**Task to carry out:**
Each record that follows should be repeated exactly, minus any images.

|---|

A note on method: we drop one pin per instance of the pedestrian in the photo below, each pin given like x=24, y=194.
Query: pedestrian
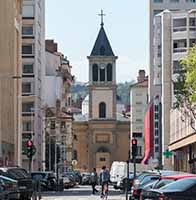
x=104, y=179
x=94, y=179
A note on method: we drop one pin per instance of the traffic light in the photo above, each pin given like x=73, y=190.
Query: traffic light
x=29, y=152
x=134, y=147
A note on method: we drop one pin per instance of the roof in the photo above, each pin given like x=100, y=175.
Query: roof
x=140, y=84
x=102, y=45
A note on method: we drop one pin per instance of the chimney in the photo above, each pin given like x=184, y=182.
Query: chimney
x=141, y=76
x=51, y=46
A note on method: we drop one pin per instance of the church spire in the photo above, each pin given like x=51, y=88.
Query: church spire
x=102, y=15
x=102, y=45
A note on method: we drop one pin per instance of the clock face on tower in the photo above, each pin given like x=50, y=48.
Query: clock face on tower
x=102, y=65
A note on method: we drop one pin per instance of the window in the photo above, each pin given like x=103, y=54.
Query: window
x=75, y=155
x=177, y=67
x=27, y=30
x=156, y=116
x=156, y=108
x=156, y=124
x=192, y=42
x=28, y=107
x=138, y=120
x=27, y=68
x=102, y=159
x=179, y=45
x=158, y=1
x=52, y=125
x=102, y=51
x=26, y=87
x=28, y=11
x=157, y=141
x=156, y=132
x=27, y=49
x=139, y=150
x=27, y=126
x=95, y=72
x=179, y=24
x=109, y=72
x=156, y=149
x=102, y=110
x=174, y=1
x=102, y=74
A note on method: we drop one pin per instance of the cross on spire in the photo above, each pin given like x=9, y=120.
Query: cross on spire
x=102, y=15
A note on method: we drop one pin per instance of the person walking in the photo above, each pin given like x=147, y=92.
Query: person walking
x=94, y=179
x=104, y=180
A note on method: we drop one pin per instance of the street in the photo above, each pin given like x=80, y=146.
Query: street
x=82, y=193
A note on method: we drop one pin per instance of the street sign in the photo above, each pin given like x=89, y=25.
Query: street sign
x=167, y=153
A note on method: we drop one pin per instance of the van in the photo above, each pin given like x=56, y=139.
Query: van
x=117, y=172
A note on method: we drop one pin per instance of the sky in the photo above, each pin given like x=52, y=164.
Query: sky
x=74, y=25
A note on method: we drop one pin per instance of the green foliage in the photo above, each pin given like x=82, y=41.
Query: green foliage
x=185, y=87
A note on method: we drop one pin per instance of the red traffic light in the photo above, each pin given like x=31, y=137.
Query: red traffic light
x=134, y=142
x=29, y=143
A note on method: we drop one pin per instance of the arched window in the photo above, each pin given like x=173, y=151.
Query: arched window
x=75, y=155
x=95, y=72
x=102, y=74
x=102, y=110
x=109, y=72
x=102, y=51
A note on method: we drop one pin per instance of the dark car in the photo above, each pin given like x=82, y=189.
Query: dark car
x=140, y=182
x=10, y=186
x=47, y=180
x=25, y=183
x=183, y=189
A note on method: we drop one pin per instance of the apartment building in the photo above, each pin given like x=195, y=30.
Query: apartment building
x=155, y=7
x=33, y=65
x=182, y=135
x=10, y=82
x=57, y=101
x=156, y=75
x=138, y=103
x=174, y=33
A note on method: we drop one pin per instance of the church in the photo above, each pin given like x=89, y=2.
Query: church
x=101, y=136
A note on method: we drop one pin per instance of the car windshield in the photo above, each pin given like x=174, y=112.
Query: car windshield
x=18, y=173
x=40, y=175
x=182, y=184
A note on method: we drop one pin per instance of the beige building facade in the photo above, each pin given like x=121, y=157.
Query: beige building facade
x=33, y=65
x=102, y=136
x=138, y=104
x=10, y=82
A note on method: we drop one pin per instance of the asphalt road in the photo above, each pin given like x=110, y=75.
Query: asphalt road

|---|

**Result for this exercise:**
A note on method: we drop one pin per instance of the pedestrian in the photo below, each pin given like x=24, y=194.
Query: pedestrian
x=104, y=179
x=94, y=179
A note on method: we drop one pin per instance of the traffic light in the photo above, each pin given like x=73, y=190.
Query: traffic light
x=29, y=152
x=134, y=147
A note on method: we drop one pin per instance of the roof in the photo above, each pin given like x=100, y=175.
Query: roof
x=140, y=84
x=102, y=45
A note on method: we drop one pin per instance of the chimney in the photo above, each pin given like x=184, y=182.
Query: chimney
x=141, y=76
x=51, y=46
A note on method: we drop one pin per instance of the church spire in the photo above, each pin given like x=51, y=88.
Query: church spire
x=102, y=15
x=102, y=45
A note on method: we drop one pin per instance of the clock face on tower in the photo above, each pin given like x=50, y=48.
Query: clock face on tower
x=102, y=65
A note on method: we drop one pin per instance of the window in the photo above, each pin given like x=103, y=54.
Query: window
x=75, y=155
x=177, y=67
x=27, y=30
x=156, y=116
x=156, y=108
x=156, y=124
x=192, y=42
x=28, y=107
x=138, y=120
x=27, y=68
x=102, y=159
x=179, y=45
x=158, y=1
x=52, y=125
x=102, y=51
x=26, y=87
x=28, y=11
x=157, y=141
x=156, y=132
x=27, y=49
x=139, y=150
x=27, y=126
x=95, y=72
x=179, y=24
x=109, y=72
x=156, y=149
x=102, y=110
x=174, y=1
x=102, y=74
A note on method: we drop one pin per instance of the cross on spire in the photo above, each pin given like x=9, y=120.
Query: cross on spire
x=102, y=15
A note on method: we drop one pin per instance of the person walking in the photo above, each pin given like x=147, y=92.
Query: person walking
x=94, y=179
x=104, y=180
A note on method: we drop one pin per instance of the street in the photo above, each pin given like x=80, y=146.
Query: street
x=82, y=193
A note on method: we drop one pin per instance of the street sign in the photo above, each pin given like x=89, y=25.
Query: street sign
x=167, y=153
A note on method: we drop one pin per instance of the van in the photo above, each pin given like x=56, y=139.
Query: van
x=117, y=172
A note on method: we drop one pin per instance of the sky in the photo above, each pin given like x=52, y=164.
Query: sky
x=74, y=25
A note on method: we drop one pin per instance of the green foliage in the photo above, each pin given like x=82, y=41.
Query: green foliage
x=185, y=87
A note on method: we drop one pin per instance of the red traffic light in the photo above, each pin given like x=31, y=137.
Query: red traffic light
x=134, y=142
x=29, y=143
A note on method: we drop one pin per instance of the arched window in the photo above, each pin given like x=173, y=151.
Query: arched window
x=75, y=155
x=95, y=72
x=102, y=74
x=102, y=110
x=109, y=72
x=102, y=51
A note on method: we drop one pin per instance of the dark car in the photo above, each pin given like x=82, y=189.
Query: dark car
x=140, y=182
x=10, y=186
x=47, y=180
x=25, y=183
x=183, y=189
A note on method: we drop one pin per instance of the apartment building in the photo above, each pin given like x=195, y=30.
Query: apartment building
x=155, y=7
x=33, y=65
x=182, y=135
x=10, y=82
x=57, y=101
x=156, y=75
x=138, y=103
x=174, y=33
A note on method: we drop one pin per instance of the church in the photo above, each pin given like x=89, y=2.
Query: church
x=101, y=136
A note on method: we drop one pin per instance of the car windshield in the photo above, each pin given like x=174, y=112.
Query: car windshield
x=18, y=173
x=40, y=175
x=182, y=184
A note on method: we drop one pin per instance of the beige building facade in the photo above, each pin given like x=121, y=157.
Query: beige building facade
x=33, y=65
x=102, y=136
x=138, y=104
x=10, y=82
A note on method: we drop one pin per instance of the asphalt road in the photo above, each pin given like x=110, y=75.
Query: asphalt road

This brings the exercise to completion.